<<<<

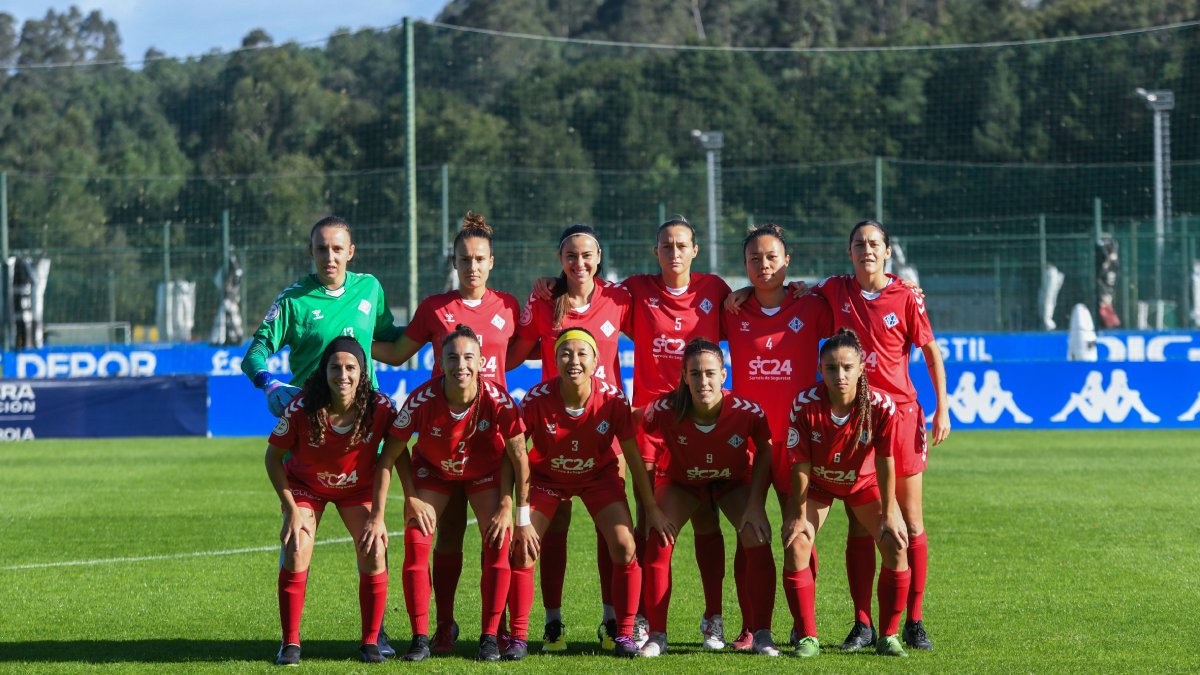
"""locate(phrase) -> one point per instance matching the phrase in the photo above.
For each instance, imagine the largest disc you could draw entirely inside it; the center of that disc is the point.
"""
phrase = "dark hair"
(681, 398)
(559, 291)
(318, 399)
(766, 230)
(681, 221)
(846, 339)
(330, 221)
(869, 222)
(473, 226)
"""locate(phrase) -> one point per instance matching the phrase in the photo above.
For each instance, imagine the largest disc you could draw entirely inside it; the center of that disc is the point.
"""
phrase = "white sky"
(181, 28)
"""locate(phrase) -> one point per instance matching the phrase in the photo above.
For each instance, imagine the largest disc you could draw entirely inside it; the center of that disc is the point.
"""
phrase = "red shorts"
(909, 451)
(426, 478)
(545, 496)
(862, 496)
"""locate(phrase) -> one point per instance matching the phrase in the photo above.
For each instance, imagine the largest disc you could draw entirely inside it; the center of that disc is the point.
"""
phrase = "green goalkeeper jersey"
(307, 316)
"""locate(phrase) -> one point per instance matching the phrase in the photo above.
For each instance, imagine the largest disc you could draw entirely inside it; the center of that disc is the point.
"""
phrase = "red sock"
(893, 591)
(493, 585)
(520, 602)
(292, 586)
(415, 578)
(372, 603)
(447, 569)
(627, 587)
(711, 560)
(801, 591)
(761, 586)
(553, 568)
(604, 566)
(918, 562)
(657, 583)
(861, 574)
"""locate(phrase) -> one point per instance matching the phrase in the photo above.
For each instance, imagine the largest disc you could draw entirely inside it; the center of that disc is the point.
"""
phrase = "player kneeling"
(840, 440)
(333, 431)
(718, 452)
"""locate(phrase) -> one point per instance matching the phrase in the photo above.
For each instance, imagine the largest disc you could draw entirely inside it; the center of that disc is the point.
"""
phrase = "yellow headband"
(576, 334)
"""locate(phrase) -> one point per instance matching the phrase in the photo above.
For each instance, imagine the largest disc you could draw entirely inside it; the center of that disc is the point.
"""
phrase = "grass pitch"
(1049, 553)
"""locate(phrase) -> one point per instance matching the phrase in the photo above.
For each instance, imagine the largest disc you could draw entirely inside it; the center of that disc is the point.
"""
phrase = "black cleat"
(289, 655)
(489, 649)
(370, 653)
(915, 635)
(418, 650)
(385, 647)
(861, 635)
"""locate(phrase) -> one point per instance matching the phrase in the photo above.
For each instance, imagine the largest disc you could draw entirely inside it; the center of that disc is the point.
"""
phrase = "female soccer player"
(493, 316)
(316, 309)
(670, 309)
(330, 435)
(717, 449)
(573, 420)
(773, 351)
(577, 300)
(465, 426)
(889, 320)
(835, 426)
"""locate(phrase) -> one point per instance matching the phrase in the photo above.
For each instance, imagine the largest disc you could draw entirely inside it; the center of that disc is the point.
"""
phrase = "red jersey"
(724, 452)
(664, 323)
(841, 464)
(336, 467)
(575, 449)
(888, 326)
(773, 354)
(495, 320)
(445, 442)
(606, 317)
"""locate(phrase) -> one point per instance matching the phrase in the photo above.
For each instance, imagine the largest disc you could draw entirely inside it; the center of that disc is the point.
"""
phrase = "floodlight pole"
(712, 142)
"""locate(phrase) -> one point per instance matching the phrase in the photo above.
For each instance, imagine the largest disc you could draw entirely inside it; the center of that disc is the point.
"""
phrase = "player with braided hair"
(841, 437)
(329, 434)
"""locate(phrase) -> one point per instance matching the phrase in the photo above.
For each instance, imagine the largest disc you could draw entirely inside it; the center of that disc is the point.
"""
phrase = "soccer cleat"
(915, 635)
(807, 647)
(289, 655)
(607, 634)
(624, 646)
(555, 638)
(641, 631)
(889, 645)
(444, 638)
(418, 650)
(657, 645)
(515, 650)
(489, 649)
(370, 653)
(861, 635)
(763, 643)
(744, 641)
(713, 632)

>>>>
<<<<

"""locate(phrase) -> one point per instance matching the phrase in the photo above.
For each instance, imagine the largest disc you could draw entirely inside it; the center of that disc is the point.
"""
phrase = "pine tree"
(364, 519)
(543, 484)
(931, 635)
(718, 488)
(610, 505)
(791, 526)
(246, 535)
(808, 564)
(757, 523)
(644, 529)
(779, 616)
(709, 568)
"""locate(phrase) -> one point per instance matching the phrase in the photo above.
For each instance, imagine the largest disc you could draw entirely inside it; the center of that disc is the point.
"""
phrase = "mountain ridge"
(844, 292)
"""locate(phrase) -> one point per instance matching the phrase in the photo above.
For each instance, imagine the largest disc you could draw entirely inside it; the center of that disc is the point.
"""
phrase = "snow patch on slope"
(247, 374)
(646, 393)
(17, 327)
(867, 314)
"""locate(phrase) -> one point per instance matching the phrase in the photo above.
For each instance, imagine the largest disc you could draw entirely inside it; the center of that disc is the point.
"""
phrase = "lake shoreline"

>>>>
<<<<

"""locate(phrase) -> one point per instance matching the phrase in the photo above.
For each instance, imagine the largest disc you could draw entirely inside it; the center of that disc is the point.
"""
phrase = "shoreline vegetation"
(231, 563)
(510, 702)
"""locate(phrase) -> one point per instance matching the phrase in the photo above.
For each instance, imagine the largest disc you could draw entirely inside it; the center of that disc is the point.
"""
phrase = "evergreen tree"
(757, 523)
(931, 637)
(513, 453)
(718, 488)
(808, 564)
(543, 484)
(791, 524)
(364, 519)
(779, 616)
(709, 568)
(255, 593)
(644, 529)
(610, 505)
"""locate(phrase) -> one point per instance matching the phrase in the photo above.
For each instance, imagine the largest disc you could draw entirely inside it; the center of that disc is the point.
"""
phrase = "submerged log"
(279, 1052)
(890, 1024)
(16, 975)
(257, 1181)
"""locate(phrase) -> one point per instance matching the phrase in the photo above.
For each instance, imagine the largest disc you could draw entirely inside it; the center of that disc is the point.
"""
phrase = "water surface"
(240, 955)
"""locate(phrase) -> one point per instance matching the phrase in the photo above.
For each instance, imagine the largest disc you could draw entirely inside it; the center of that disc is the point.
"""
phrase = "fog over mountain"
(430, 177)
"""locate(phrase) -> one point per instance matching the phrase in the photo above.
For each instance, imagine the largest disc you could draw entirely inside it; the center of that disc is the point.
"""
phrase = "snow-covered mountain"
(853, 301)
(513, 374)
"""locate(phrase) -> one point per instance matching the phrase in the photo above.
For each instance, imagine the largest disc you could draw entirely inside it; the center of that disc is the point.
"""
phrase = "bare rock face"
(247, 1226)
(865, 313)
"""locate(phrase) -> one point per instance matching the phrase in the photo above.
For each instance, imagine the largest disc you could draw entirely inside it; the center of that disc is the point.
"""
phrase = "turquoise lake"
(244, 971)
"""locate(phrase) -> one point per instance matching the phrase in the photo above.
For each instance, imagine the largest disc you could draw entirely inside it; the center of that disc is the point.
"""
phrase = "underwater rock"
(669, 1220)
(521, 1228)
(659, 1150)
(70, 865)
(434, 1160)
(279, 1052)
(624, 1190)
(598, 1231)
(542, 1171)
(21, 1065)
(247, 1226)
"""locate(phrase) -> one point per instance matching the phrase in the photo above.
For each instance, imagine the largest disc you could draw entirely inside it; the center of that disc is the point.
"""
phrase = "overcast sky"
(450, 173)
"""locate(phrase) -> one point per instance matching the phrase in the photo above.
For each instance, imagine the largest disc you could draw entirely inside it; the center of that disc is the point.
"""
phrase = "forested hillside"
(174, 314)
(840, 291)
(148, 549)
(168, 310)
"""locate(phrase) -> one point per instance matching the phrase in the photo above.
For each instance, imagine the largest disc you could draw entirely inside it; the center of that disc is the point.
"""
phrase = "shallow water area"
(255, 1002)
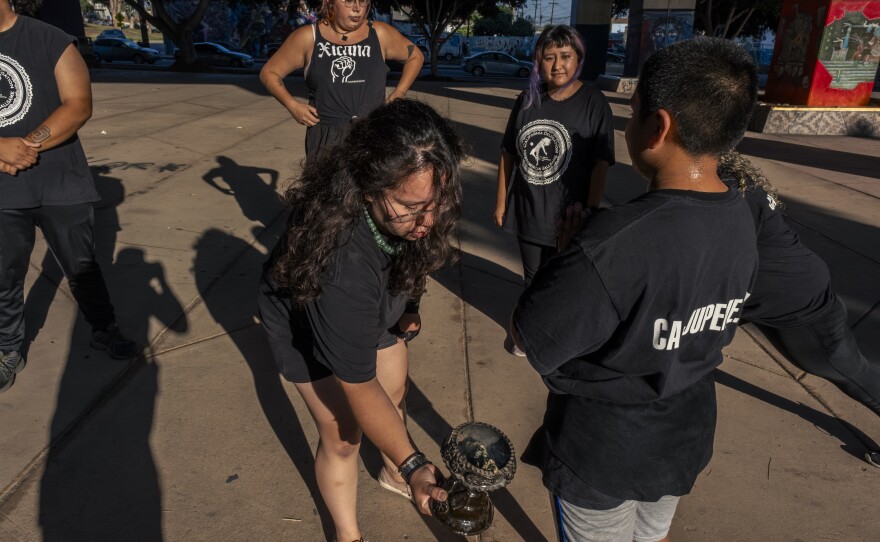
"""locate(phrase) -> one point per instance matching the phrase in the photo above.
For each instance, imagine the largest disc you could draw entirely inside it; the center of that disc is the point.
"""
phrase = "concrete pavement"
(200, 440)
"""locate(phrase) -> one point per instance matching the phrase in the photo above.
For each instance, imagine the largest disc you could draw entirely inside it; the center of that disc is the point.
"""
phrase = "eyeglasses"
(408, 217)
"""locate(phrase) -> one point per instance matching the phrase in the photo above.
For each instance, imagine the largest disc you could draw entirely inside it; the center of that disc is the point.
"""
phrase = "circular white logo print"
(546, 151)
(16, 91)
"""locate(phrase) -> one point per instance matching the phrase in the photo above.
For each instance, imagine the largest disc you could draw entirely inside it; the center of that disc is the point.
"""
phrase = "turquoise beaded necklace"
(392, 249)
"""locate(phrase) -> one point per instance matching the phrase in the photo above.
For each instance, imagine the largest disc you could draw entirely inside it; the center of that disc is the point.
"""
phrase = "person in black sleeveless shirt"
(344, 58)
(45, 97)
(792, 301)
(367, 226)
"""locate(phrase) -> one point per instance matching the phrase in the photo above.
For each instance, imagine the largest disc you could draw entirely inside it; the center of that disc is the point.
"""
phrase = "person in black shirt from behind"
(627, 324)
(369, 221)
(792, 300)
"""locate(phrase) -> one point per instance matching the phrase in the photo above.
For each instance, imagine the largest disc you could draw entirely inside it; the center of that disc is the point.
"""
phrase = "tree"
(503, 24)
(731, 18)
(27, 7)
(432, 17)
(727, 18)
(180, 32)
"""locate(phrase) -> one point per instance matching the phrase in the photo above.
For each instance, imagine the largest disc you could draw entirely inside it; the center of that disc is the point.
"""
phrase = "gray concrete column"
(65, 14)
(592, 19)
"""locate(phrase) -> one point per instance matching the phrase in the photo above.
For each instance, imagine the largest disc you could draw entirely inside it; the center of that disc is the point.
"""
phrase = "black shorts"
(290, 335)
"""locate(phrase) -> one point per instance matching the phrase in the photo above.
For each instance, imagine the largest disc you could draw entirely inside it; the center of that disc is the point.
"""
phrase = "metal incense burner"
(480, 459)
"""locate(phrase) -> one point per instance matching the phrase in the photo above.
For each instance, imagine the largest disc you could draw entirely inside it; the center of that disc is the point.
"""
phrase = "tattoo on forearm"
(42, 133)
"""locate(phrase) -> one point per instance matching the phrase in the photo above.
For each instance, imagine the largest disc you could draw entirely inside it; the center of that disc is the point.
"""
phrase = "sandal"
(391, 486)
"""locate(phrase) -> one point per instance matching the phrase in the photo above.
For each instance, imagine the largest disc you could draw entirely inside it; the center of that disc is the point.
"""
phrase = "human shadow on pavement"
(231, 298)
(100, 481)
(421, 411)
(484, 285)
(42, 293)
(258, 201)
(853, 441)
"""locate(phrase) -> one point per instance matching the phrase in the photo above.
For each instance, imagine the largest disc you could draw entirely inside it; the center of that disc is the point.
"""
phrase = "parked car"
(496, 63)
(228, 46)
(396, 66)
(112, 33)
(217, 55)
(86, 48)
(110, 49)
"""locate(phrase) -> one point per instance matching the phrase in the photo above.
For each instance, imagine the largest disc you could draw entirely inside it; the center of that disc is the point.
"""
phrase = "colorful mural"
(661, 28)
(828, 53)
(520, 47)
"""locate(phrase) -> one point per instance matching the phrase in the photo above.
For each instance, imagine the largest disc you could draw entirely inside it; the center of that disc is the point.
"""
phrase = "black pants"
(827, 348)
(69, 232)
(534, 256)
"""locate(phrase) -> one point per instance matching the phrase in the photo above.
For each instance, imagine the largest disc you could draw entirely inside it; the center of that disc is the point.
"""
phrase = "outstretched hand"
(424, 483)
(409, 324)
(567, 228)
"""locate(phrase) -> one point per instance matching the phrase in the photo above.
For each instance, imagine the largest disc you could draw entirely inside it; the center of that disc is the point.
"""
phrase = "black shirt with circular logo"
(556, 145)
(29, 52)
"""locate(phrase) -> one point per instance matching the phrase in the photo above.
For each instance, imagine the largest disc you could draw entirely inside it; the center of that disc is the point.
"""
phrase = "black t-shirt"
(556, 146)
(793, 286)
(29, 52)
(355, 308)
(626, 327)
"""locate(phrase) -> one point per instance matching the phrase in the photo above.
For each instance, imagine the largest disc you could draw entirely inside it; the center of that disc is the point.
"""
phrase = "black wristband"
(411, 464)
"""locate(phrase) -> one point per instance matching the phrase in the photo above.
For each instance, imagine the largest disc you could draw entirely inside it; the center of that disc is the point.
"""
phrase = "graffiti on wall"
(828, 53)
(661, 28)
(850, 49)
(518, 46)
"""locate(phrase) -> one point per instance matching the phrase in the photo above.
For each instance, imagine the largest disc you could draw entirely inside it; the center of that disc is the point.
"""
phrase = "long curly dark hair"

>>>>

◆ The task ◆
Show every line of the records that contains the word "black". Case counts.

◆ Final result ◆
phrase = "black cleat"
phrase = "person in black sleeveless shirt"
phrase = "person in black shirt from behind"
phrase = "black shorts"
phrase = "black pants"
phrase = "black shirt with circular logo"
phrase = "black t-shirt"
phrase = "black wristband"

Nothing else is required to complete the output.